## Text section
= Beginning of Section =

Bio-based production of high-value added ingredients
- Reference number
- RBP14-0013
- Start and end dates
- 150101-201231
- Amount granted
- 28 894 452 SEK
- Administrative organization
- Chalmers University of Technology
- Research area
- Life Science Technology
Summary
There is an increasing demand for developing sustainable production of chemicals used in our daily life. Biotechnology offers the possibility to use renewable feedstocks for production of chemicals. Through engineering the metabolism of cell factories it is possible to develop novel biocatalysts by metabolic engineering, and these can be used to produce value-added chemicals that replace traditional production based on extraction from plants or from fossil fuels. The objective of this project is to develop novel yeast cell factories through metabolic engineering for cost-competitive production of cocoa butter, jojoba oil and fatty alcohols. Cost competitive production will require high rates and yields, but as all products considered in this project are derived from fatty acids it will be possible to use a common cell factory platform that has a highly efficient conversion of sugars to fatty acids. We will establish such a platform cell factory using forward engineering, mutagenesis, microfluidic screening, genome-sequencing and systems biology. As part of the project we will also evaluate the use of microalgae as a cell factory for production of fatty alcohols. The value added products considered are widely used in the food and cosmetics industry and face increasing supply problems, and through establishment of fermentation-based production it will be possible to produce these products in large volumes using sustainable feedstocks such as biomass.

= End of Section =

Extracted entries
= Beginning of Section =

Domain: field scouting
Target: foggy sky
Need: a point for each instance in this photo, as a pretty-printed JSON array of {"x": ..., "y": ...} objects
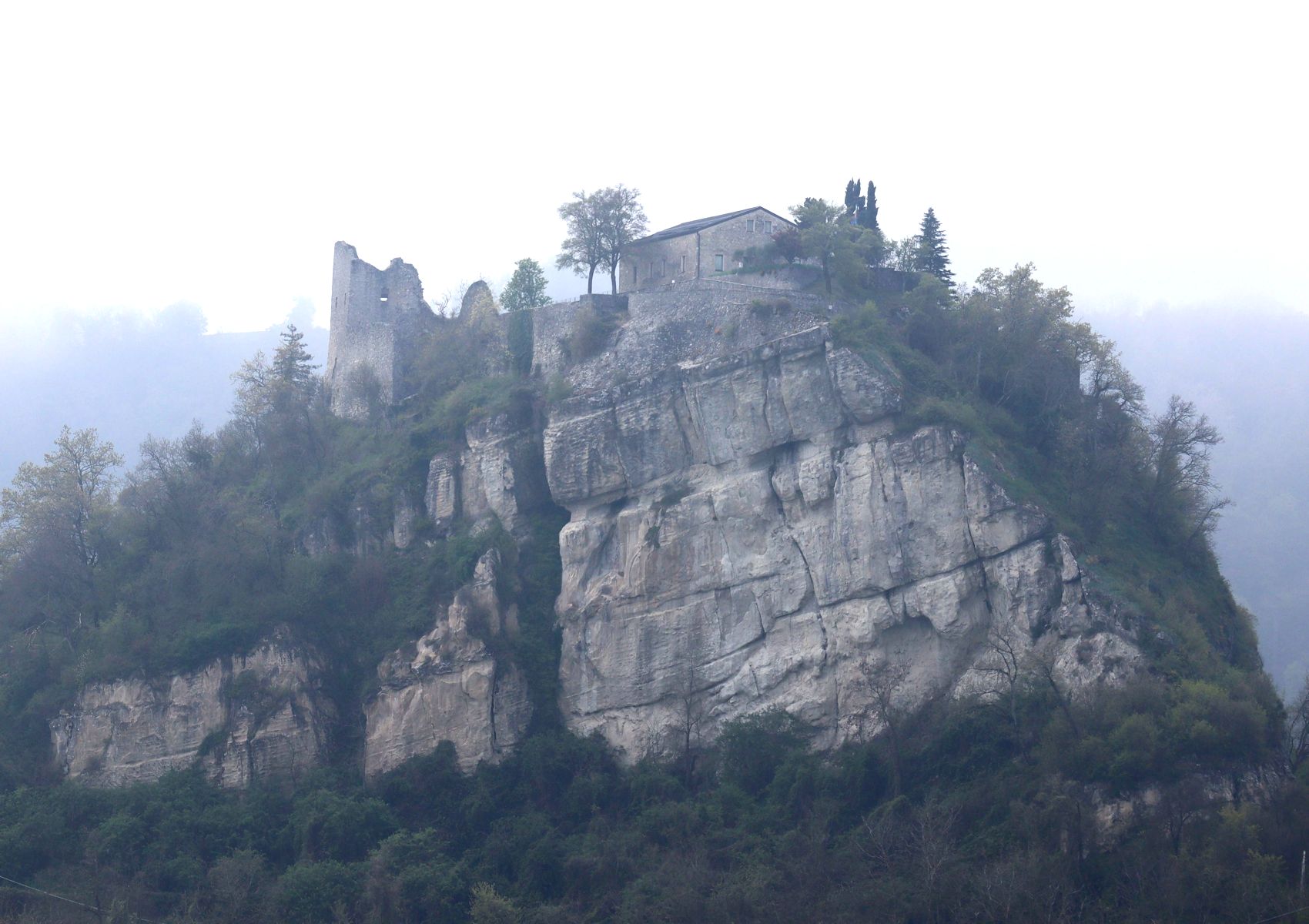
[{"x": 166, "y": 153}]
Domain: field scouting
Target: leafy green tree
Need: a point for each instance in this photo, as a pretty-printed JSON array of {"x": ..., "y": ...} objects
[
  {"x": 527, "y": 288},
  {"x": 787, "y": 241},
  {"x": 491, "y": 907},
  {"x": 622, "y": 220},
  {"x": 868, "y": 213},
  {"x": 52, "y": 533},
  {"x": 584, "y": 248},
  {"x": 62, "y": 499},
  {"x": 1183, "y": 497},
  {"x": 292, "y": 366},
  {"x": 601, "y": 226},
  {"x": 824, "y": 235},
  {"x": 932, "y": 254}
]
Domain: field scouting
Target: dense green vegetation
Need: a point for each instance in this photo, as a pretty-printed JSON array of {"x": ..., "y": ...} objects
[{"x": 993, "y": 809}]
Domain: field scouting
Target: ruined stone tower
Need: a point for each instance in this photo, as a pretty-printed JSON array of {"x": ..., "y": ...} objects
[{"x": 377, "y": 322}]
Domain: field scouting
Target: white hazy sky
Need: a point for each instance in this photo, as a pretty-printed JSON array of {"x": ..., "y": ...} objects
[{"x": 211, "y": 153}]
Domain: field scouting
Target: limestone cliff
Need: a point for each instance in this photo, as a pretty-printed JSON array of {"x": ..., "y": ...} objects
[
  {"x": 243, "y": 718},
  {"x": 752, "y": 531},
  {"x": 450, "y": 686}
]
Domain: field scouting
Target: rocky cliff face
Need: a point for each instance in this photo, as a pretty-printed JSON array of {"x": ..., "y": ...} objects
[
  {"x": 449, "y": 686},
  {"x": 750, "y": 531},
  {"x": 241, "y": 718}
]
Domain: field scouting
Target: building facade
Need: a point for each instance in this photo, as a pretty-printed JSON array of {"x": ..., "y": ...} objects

= End of Section =

## Your task
Repeat the grant description on bio-based production of high-value added ingredients in full, word for word. The entries have nothing to do with this.

## Completed exercise
Bio-based production of high-value added ingredients
- Reference number
- RBP14-0013
- Start and end dates
- 150101-201231
- Amount granted
- 28 894 452 SEK
- Administrative organization
- Chalmers University of Technology
- Research area
- Life Science Technology
Summary
There is an increasing demand for developing sustainable production of chemicals used in our daily life. Biotechnology offers the possibility to use renewable feedstocks for production of chemicals. Through engineering the metabolism of cell factories it is possible to develop novel biocatalysts by metabolic engineering, and these can be used to produce value-added chemicals that replace traditional production based on extraction from plants or from fossil fuels. The objective of this project is to develop novel yeast cell factories through metabolic engineering for cost-competitive production of cocoa butter, jojoba oil and fatty alcohols. Cost competitive production will require high rates and yields, but as all products considered in this project are derived from fatty acids it will be possible to use a common cell factory platform that has a highly efficient conversion of sugars to fatty acids. We will establish such a platform cell factory using forward engineering, mutagenesis, microfluidic screening, genome-sequencing and systems biology. As part of the project we will also evaluate the use of microalgae as a cell factory for production of fatty alcohols. The value added products considered are widely used in the food and cosmetics industry and face increasing supply problems, and through establishment of fermentation-based production it will be possible to produce these products in large volumes using sustainable feedstocks such as biomass.